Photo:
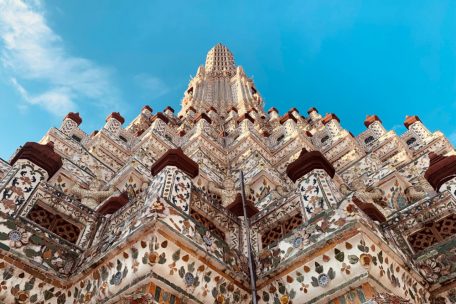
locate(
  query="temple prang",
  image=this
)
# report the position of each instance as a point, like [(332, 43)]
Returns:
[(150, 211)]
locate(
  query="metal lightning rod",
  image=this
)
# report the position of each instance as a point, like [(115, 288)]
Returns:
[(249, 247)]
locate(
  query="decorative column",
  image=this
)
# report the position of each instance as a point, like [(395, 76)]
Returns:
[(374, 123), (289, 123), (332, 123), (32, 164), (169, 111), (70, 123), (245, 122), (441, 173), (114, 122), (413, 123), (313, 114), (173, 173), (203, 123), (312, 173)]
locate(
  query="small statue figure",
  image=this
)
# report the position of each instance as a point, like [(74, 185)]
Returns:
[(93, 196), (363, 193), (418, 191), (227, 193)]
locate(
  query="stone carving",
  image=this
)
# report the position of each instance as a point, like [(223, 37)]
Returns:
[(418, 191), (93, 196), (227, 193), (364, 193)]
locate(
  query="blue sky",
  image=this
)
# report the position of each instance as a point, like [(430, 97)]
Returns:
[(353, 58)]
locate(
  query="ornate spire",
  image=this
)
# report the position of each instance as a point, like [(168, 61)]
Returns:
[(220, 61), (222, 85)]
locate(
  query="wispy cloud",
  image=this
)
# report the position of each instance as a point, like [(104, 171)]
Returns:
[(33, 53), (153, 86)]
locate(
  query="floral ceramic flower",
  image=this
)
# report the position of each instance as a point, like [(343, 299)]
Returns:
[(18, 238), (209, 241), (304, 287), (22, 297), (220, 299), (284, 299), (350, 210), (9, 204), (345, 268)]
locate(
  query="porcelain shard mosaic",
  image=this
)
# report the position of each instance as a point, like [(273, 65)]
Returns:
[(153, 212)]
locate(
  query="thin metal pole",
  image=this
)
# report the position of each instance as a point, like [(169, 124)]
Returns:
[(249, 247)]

...

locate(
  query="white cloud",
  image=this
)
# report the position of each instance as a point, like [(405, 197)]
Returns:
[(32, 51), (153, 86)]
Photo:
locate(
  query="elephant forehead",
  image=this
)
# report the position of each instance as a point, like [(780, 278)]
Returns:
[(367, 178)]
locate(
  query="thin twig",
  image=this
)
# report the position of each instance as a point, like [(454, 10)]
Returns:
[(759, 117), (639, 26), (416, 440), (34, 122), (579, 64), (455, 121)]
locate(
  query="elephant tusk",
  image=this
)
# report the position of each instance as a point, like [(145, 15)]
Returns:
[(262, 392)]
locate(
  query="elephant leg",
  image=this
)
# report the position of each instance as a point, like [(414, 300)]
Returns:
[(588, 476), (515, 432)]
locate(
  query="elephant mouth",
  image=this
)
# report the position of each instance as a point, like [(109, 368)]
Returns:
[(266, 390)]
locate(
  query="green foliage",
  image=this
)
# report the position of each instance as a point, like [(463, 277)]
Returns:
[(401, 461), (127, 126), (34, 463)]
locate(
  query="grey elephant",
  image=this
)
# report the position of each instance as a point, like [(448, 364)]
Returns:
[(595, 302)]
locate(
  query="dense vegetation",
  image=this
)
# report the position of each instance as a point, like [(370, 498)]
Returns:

==

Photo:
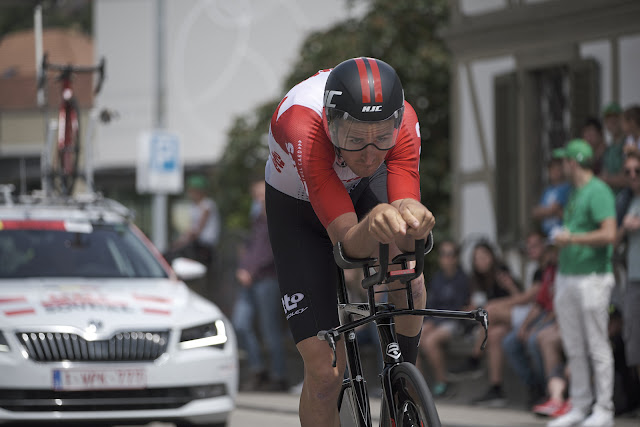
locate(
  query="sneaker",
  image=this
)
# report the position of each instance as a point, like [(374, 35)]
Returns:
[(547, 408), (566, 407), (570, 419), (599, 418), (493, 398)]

* Task item
All that belongs in your answer is the stretch of entries above from the line with "like [(780, 278)]" through the line with "like [(463, 277)]", printed exactly.

* Solution to the exercise
# report the position of each instance as a point, like [(780, 278)]
Returns:
[(367, 178)]
locate(
  query="thin twig",
  image=this
)
# report the position of each instance as a point, like [(454, 10)]
Returns:
[(759, 117), (639, 26), (416, 440), (34, 122), (579, 64), (455, 121)]
locate(
  query="elephant tusk",
  image=this
)
# report the position of each instance as a point, like [(145, 15)]
Returns:
[(262, 392)]
locate(
  query="elephant leg",
  image=this
)
# report the position of each instance as a point, like [(414, 300)]
Returns:
[(588, 476), (515, 432)]
locate(
  query="elephant mouth",
  image=this
)
# report the position of each instance as a point, like [(109, 368)]
Returns:
[(266, 390)]
locate(
  query="green foliage",
  image=this
)
# report the position of each instance as a point, like [(463, 277)]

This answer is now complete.